[BEGIN Records for processing]

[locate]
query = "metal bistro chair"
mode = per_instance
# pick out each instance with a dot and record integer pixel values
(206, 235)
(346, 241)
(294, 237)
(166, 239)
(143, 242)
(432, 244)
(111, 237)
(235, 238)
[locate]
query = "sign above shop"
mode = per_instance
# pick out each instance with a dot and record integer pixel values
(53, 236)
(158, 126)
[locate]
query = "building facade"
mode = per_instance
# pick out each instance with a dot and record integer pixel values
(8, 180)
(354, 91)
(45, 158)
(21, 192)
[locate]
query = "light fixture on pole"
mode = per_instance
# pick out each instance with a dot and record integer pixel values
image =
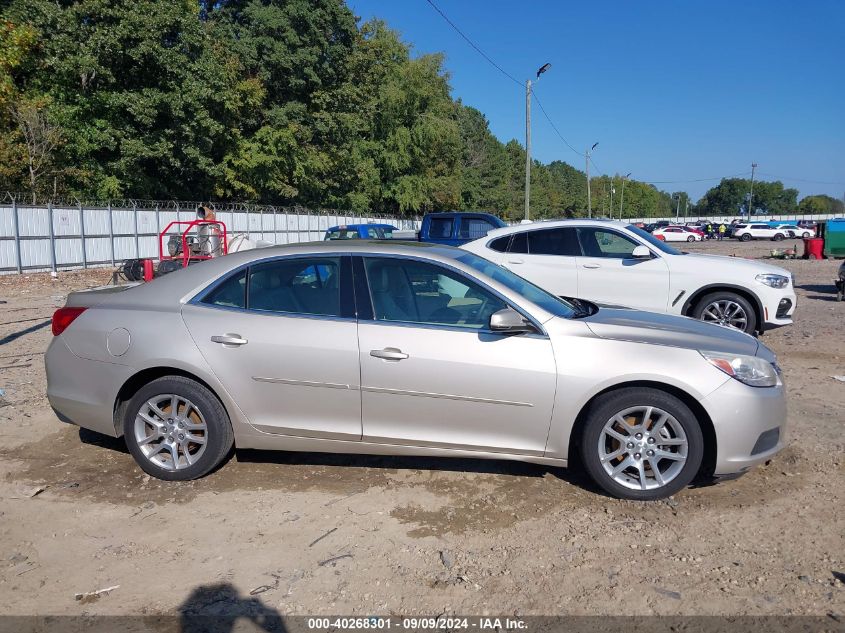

[END Records for processing]

### Prompt
Turn every line of the records above into a numbered list, skipping any blank lines and leaving the pictures out.

### The completed task
1. [locate]
2. query = "metal bistro chair"
3. mode = per_instance
4. # pick out each instance with a dot and record integer pixel values
5. (206, 235)
6. (346, 241)
7. (294, 237)
8. (166, 239)
9. (143, 242)
10. (432, 244)
11. (111, 237)
12. (235, 238)
13. [locate]
14. query = "sign above shop"
15. mode = per_instance
16. # pick out each instance with a dot and record integer pixel values
17. (53, 236)
18. (158, 126)
19. [locate]
20. query = "building facade"
21. mode = per_instance
22. # pick out each instance with a dot and record integer pixel values
23. (8, 180)
24. (354, 91)
25. (45, 158)
26. (21, 192)
27. [locate]
28. query = "light fixture on pole"
29. mode = per_instance
30. # pick out each instance with a dot and record integer pixel values
31. image =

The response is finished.